WORK REQUEST ->
Please write out all of the records below exactly as they appear.

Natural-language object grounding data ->
****************************************

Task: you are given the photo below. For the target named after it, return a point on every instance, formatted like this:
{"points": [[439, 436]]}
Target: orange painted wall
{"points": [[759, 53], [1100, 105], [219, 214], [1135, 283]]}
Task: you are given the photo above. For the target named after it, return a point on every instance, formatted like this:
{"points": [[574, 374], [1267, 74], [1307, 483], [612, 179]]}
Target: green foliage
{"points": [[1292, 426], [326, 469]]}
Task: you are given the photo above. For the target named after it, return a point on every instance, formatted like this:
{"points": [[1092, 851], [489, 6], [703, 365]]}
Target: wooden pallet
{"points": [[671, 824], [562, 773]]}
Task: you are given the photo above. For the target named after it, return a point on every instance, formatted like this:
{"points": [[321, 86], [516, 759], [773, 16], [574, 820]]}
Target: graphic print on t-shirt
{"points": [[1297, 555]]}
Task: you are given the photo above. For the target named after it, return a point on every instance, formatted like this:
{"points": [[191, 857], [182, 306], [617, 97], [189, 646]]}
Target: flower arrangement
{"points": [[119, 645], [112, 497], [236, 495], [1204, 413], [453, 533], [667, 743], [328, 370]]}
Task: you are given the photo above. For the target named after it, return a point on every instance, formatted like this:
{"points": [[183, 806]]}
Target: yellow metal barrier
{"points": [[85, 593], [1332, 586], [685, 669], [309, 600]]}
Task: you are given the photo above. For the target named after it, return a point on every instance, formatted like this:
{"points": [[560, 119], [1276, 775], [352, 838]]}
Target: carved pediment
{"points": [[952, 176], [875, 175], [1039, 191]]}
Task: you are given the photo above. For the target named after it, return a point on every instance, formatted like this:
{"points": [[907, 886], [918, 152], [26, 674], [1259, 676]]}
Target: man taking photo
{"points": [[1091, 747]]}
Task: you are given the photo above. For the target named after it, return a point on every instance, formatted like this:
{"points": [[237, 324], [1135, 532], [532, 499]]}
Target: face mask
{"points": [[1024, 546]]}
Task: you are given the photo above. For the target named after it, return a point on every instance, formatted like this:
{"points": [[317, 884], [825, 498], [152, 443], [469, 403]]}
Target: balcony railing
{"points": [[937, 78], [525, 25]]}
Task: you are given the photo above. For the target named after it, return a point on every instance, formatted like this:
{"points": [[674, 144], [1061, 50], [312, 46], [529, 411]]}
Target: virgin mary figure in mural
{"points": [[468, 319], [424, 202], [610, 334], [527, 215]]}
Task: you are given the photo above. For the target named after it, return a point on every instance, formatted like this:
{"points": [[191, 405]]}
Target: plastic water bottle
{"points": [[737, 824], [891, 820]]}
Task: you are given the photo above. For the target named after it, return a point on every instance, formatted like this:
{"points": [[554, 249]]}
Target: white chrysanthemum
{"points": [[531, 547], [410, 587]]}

****************************************

WRITTEN ANSWER ->
Task: you are given the photo below. For the target named after it, return a point on every instance, formatted like this:
{"points": [[439, 436]]}
Target: orange painted wall
{"points": [[759, 53], [1100, 105], [219, 214], [1135, 283]]}
Task: you are given the photo above. For the target named after it, return a point on every instance, formatted like this:
{"points": [[574, 374], [1267, 74], [1307, 483], [612, 179]]}
Target: green foliage
{"points": [[1292, 426], [326, 469]]}
Task: you are given the photo above. For the target named after it, return a point on every instance, formatted like this:
{"points": [[1092, 851], [489, 6], [703, 365]]}
Target: wooden pallet
{"points": [[671, 824], [562, 773]]}
Task: you are given the photo above. For the target named after it, return a point on every instance, formatted like this:
{"points": [[321, 86], [516, 759], [773, 16], [574, 820]]}
Target: graphic print on t-shirt
{"points": [[1297, 555]]}
Task: you are given the photo above. For the target named after it, return a point on every instance, formatted like this:
{"points": [[191, 857], [182, 306], [617, 97], [189, 646]]}
Target: flower arrangement
{"points": [[119, 645], [112, 497], [236, 495], [1204, 413], [453, 533], [667, 743], [328, 370]]}
Task: you are given the photo above. For the target named after it, return a point on every instance, formatted like this:
{"points": [[183, 806]]}
Target: yellow metal barrier
{"points": [[85, 593], [1332, 586], [685, 669], [309, 600]]}
Task: you are given the photo above. For the target named after it, return a point on every instance, formatted like this:
{"points": [[560, 119], [1276, 775], [352, 838]]}
Target: carved pediment
{"points": [[952, 176], [875, 175], [1039, 191]]}
Task: you are given the photo above. For the target named after it, return a point on every instance, formatted like this:
{"points": [[907, 886], [918, 152], [26, 674], [1259, 676]]}
Target: man taking photo
{"points": [[1091, 747]]}
Task: you are given the photo above. For the target named after it, return a point on every instance, formatted like this:
{"points": [[237, 324], [1135, 532], [532, 499]]}
Target: face mask
{"points": [[1024, 546]]}
Task: you are given the photo above. For the target named after it, return a point on every instance, formatted like this:
{"points": [[317, 884], [825, 498], [152, 443], [469, 403]]}
Target: balcony railing
{"points": [[937, 78], [525, 25]]}
Task: you are given the photo above. For the target named after it, return a point on every instance, formatted like this:
{"points": [[674, 144], [1061, 50], [312, 46], [529, 411]]}
Target: virgin mary figure in mural
{"points": [[468, 319], [424, 202], [610, 334], [527, 215]]}
Task: you are given the photo above. For the target named after it, return a point on every instance, formatted like this:
{"points": [[191, 405]]}
Target: plastic water bottle
{"points": [[737, 824], [891, 820]]}
Task: you are given the photo above. For the target named after it, return a point on every instance, formatted like this:
{"points": [[554, 249]]}
Target: white chrysanthemum
{"points": [[531, 547], [410, 587]]}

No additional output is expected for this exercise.